** MATERIAL FOR THIS TASK follows **

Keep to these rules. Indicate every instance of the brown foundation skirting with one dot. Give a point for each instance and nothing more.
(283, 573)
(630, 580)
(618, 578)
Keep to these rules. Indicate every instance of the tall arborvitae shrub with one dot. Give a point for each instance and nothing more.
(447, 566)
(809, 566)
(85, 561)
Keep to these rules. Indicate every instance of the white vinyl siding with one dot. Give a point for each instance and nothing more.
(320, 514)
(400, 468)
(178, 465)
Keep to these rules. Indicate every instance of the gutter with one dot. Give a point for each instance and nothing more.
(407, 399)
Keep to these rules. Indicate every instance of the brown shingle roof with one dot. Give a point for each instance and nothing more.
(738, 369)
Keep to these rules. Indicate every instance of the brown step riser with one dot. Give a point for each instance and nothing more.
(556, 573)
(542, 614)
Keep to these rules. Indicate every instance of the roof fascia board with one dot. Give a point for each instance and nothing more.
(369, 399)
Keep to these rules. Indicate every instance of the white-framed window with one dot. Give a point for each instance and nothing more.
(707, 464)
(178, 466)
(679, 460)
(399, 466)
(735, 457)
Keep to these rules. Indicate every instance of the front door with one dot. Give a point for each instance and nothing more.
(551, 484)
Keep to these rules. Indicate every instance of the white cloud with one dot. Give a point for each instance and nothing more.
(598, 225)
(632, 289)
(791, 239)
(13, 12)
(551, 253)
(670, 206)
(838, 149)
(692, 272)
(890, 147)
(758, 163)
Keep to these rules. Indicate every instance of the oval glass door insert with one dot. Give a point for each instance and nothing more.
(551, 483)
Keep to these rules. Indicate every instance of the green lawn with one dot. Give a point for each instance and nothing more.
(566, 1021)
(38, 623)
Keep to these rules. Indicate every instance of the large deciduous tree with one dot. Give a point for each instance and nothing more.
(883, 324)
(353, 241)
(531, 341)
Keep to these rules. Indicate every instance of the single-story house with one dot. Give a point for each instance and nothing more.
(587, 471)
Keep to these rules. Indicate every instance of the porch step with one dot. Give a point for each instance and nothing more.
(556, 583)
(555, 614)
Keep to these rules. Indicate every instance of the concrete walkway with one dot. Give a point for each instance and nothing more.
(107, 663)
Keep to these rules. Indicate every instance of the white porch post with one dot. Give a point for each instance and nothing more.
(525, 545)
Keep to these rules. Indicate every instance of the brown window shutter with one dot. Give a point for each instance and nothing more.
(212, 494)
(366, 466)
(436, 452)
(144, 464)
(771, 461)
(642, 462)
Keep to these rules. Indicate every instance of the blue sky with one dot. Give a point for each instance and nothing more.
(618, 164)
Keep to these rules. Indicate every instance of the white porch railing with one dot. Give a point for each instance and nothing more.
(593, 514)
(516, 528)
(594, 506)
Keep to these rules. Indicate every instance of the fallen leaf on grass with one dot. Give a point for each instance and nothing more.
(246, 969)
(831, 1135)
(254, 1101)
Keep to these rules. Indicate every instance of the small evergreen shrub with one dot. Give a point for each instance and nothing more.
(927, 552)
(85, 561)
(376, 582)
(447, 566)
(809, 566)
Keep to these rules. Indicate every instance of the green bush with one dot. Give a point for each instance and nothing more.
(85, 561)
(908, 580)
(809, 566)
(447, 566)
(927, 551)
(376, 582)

** End of MATERIAL FOR THIS TASK **

YOUR GOAL
I'd like all of the entries written out again exactly as they appear above.

ANSWER TO THE EXERCISE
Keep to these rules. Indicate every instance of the brown foundation skirting with one dot. Give a point for each instance and nothing more.
(283, 573)
(630, 580)
(618, 578)
Keep to these rules. Indicate every instance of the tall arborvitae shrub with one dot. Give a point for each instance and nothing more.
(447, 566)
(809, 566)
(85, 561)
Keep to these rules. Indicate every instance of the white vinyl siding with one dot. Give a point for each instance and nothing more.
(320, 514)
(400, 468)
(178, 465)
Keep to these rules. Indicate every instance of the gutter with one dot. Give a point for each instance and nothing more.
(407, 399)
Keep to these rules. Indicate every instance of the brown shingle roof with one dot. Give a point for each instance and nothing more.
(738, 369)
Keep to these rules. Indicate every instance of the brown step riser with one dot. Give a point for each instance and nothing more.
(556, 573)
(542, 614)
Keep to these rules. Indicate every instance of the roof fascia board with one dot. Give a point for each instance and nothing more.
(369, 399)
Keep to these rules. Indicate every instance of the white-framed window with one dot. Give a point for each instance and nothing more.
(707, 464)
(178, 466)
(679, 460)
(399, 466)
(735, 457)
Keep to these rules. Indicate every instance of the front door with one dot. Give a point for each instance and nothing more.
(551, 484)
Keep to these rules. Indicate every instance of the white cloud with one dot. Give a point for each instance and nothing more.
(598, 225)
(632, 289)
(791, 239)
(13, 12)
(551, 253)
(670, 206)
(838, 149)
(692, 272)
(890, 147)
(758, 163)
Keep to these rules. Indicate every instance of the oval glass door insert with one dot. Give a point for each instance and nothing more.
(551, 483)
Keep to these rules. Indicate every instance of the green lawn with one dot. Give a point for each instance and nothing more.
(566, 1021)
(38, 623)
Keep to these rules. Indicate every instance of the large deciduous tree with one dot. Give a point for each instance and nothing more.
(883, 324)
(353, 241)
(531, 341)
Keep to these rules. Indicate every instance of the single-story house with one dot. Give a point for each instance and nothing more.
(587, 471)
Keep to these rules. Indicate every instance of the porch step with one dot. Give a point for each instance and nothing more.
(556, 583)
(555, 614)
Keep to these rules. Indicate every instance of the concrete walkway with one dot. Give a point for each instance and nothing more.
(107, 663)
Keep to these rules. Indicate every instance of the white porch post with one dot. Give a point for each instance and nothing more.
(525, 545)
Keep to these rules. Indicate every instance of the brown window shutter with one dot. Give a point for each instance and nothing more.
(212, 494)
(366, 466)
(436, 452)
(144, 464)
(771, 461)
(642, 462)
Keep to these rules. Indicate every instance of the blue sky with one dot. Give a point for each instance and nothing more.
(618, 164)
Keep to these rules. Indicate every instance of the white porch railing with one dot. Give a point for each instance and nothing more.
(593, 514)
(516, 528)
(594, 506)
Keep to these rules. Indicate every instance of the fallen leaf on grass with one dot. Give a point for each instance and nothing more.
(246, 969)
(831, 1135)
(254, 1101)
Keep to these rules. Indicate every instance of the small evergreen shrub with one dot. Give a point for each instance and nothing more.
(927, 552)
(85, 561)
(376, 582)
(447, 566)
(809, 566)
Keep to these rules. Indicate every instance of the green bush with one dot. Give a point for each instance and nothing more.
(85, 561)
(908, 580)
(809, 566)
(447, 566)
(927, 551)
(376, 582)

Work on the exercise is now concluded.